TUGAS ANDA: Salin utuh berita di bawah tentang DK PBB yang menolak perpanjangan embargo senjata Iran, tanpa mengubah satu huruf pun.

DK PBB Tolak Resolusi Perpanjangan Embargo Iran
Dewan Keamanan (DK) PBB Jumat malam waktu setempat menolak resolusi yang diusulkan oleh Amerika Serikat (AS) untuk memperpanjang embargo senjata terhadap Iran.
Menteri Luar Negeri AS Mike Pompeo, yang mengajukan banding ke dewan yang beranggotakan 15 negara untuk memberikan suara untuk langkah tersebut, mengatakan "kegagalan kelompok untuk bertindak tegas" adalah "tidak bisa dimaafkan."
“Ini menolak resolusi yang masuk akal untuk memperpanjang embargo senjata selama 13 tahun di Iran dan membuka jalan bagi negara sponsor terorisme terkemuka dunia untuk membeli dan menjual senjata konvensional tanpa pembatasan khusus PBB untuk pertama kalinya dalam lebih dari satu dekade," kata dia dalam sebuah pernyataan.
Pompeo mengatakan AS tidak akan pernah meninggalkan teman-temannya di kawasan yang "mengharapkan lebih banyak" dari DK PBB, yang tampaknya mengacu pada Israel.

BARIS DATA:
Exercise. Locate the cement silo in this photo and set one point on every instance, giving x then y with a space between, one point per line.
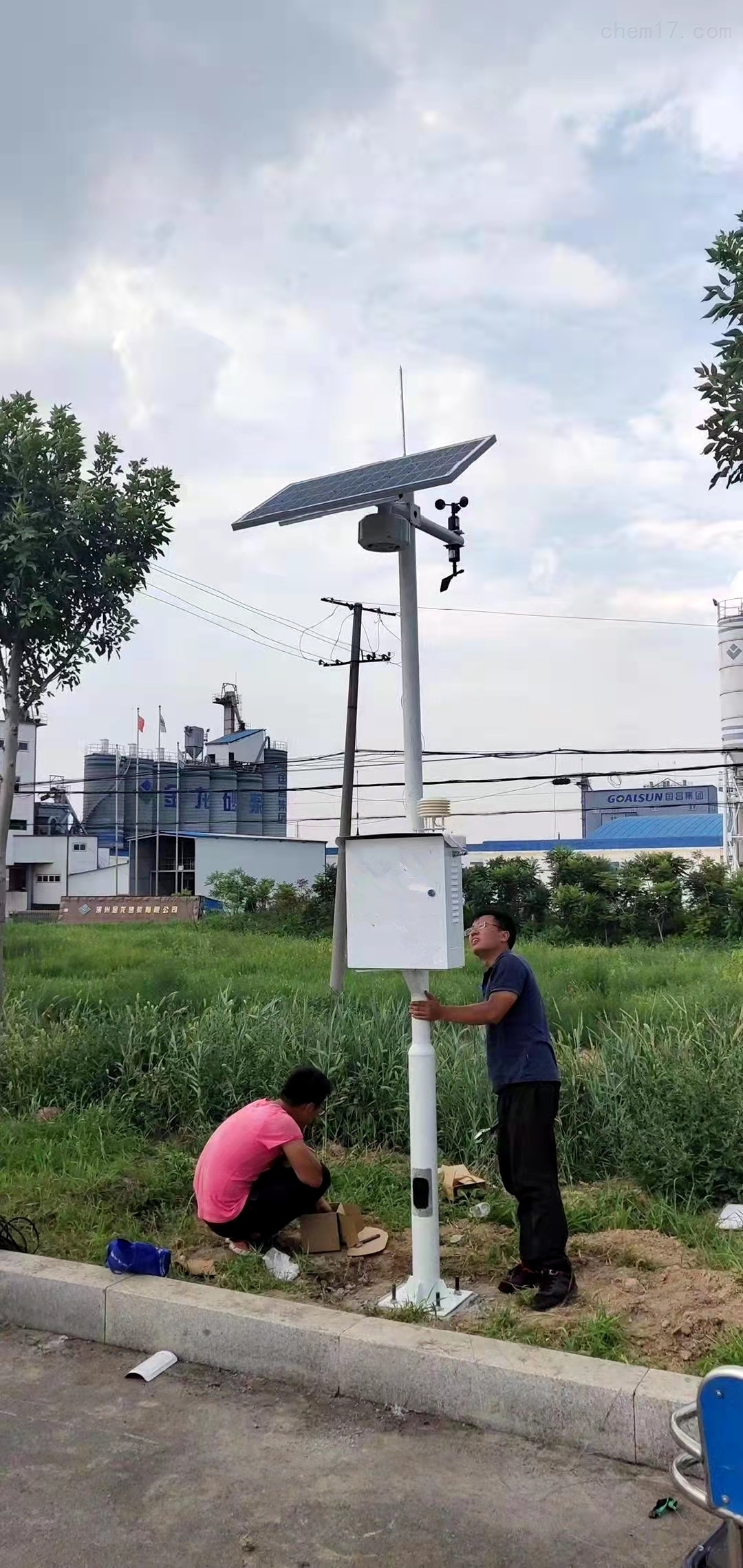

PENYELESAIAN SOAL:
DK PBB Tolak Resolusi Perpanjangan Embargo Iran
Dewan Keamanan (DK) PBB Jumat malam waktu setempat menolak resolusi yang diusulkan oleh Amerika Serikat (AS) untuk memperpanjang embargo senjata terhadap Iran.
Menteri Luar Negeri AS Mike Pompeo, yang mengajukan banding ke dewan yang beranggotakan 15 negara untuk memberikan suara untuk langkah tersebut, mengatakan "kegagalan kelompok untuk bertindak tegas" adalah "tidak bisa dimaafkan."
“Ini menolak resolusi yang masuk akal untuk memperpanjang embargo senjata selama 13 tahun di Iran dan membuka jalan bagi negara sponsor terorisme terkemuka dunia untuk membeli dan menjual senjata konvensional tanpa pembatasan khusus PBB untuk pertama kalinya dalam lebih dari satu dekade," kata dia dalam sebuah pernyataan.
Pompeo mengatakan AS tidak akan pernah meninggalkan teman-temannya di kawasan yang "mengharapkan lebih banyak" dari DK PBB, yang tampaknya mengacu pada Israel.